**Text to read**
## Start

Bitonality refers to the use of two different key signatures at the same time. Bartok was known to use bitonality, and from the image you've attached, this exercise appears to utilize bitonality. The first system (the one on top that is fully visible in your image) appears to be in A melodic minor. The melodic minor scale uses a ♮6 and a ♮7 rather than a flatted 6 and 7:

enter image description here

In more traditional classical music contexts, A melodic minor strictly applies to the ascending form of the scale. Whenever the scale is used in a descending fashion, one would use A natural minor scale (♭6 and ♭7):

enter image description here

Accordingly, more traditional pieces would notate this key signature with no sharps and flats, thereby indicating the key signature of A natural minor. Then, whenever an ascending form of the scale was used, sharps would be written in front of the F and G, thus achieving the melodic minor.

## End

**Exercise 1**
Please output everything in the records from the line containing "Double-check request: the grass" down to the end of the records as a numbered list, leaving out blank lines.
The text and the records were taken from separate sources.

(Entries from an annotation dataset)
## Start

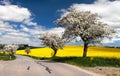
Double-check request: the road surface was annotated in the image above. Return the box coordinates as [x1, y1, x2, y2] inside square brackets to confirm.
[0, 55, 100, 76]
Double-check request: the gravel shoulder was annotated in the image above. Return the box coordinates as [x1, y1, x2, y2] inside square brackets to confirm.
[82, 67, 120, 76]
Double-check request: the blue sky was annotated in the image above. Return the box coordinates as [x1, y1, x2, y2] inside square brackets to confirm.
[0, 0, 120, 46]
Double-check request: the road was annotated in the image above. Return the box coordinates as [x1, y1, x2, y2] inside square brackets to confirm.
[0, 55, 100, 76]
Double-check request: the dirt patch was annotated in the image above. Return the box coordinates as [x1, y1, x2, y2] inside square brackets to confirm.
[82, 67, 120, 76]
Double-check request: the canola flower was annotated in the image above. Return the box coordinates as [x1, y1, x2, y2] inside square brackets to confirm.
[16, 46, 120, 58]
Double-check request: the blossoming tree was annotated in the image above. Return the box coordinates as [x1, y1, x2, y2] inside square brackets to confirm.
[55, 7, 115, 57]
[4, 44, 19, 56]
[39, 33, 65, 57]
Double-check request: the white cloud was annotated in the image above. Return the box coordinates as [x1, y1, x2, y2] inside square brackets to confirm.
[24, 19, 37, 26]
[0, 5, 31, 22]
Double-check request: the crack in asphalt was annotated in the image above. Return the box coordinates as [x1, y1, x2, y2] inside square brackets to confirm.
[35, 61, 52, 74]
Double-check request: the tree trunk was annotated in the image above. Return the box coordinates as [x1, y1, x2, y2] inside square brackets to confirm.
[83, 42, 88, 57]
[52, 50, 57, 57]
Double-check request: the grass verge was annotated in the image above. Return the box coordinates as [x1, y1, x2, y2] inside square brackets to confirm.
[52, 57, 120, 67]
[18, 55, 120, 67]
[0, 53, 16, 60]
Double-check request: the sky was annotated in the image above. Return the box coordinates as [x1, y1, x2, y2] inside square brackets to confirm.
[0, 0, 120, 46]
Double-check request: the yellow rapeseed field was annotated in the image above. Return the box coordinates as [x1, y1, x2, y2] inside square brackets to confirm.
[16, 46, 120, 58]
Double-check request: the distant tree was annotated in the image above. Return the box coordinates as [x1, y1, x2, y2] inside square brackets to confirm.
[4, 44, 19, 56]
[39, 33, 65, 57]
[55, 7, 115, 57]
[25, 47, 31, 55]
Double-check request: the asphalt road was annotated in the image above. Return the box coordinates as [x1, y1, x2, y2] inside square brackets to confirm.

## End

**Exercise 2**
Condense the paragraph of the bitonality text that begins "Accordingly, more traditional pieces" into a single shorter sentence that keeps its main facts.

**Exercise response 1**
1. Double-check request: the grass verge was annotated in the image above. Return the box coordinates as [x1, y1, x2, y2] inside square brackets to confirm.
2. [52, 57, 120, 67]
3. [18, 55, 120, 67]
4. [0, 53, 16, 60]
5. Double-check request: the sky was annotated in the image above. Return the box coordinates as [x1, y1, x2, y2] inside square brackets to confirm.
6. [0, 0, 120, 46]
7. Double-check request: the yellow rapeseed field was annotated in the image above. Return the box coordinates as [x1, y1, x2, y2] inside square brackets to confirm.
8. [16, 46, 120, 58]
9. Double-check request: the distant tree was annotated in the image above. Return the box coordinates as [x1, y1, x2, y2] inside square brackets to confirm.
10. [4, 44, 19, 56]
11. [39, 33, 65, 57]
12. [55, 7, 115, 57]
13. [25, 47, 31, 55]
14. Double-check request: the asphalt road was annotated in the image above. Return the box coordinates as [x1, y1, x2, y2] inside square brackets to confirm.

**Exercise response 2**
More traditional pieces would write this key signature with no sharps or flats, indicating A natural minor, and add sharps before F and G whenever the scale ascends to produce the melodic minor.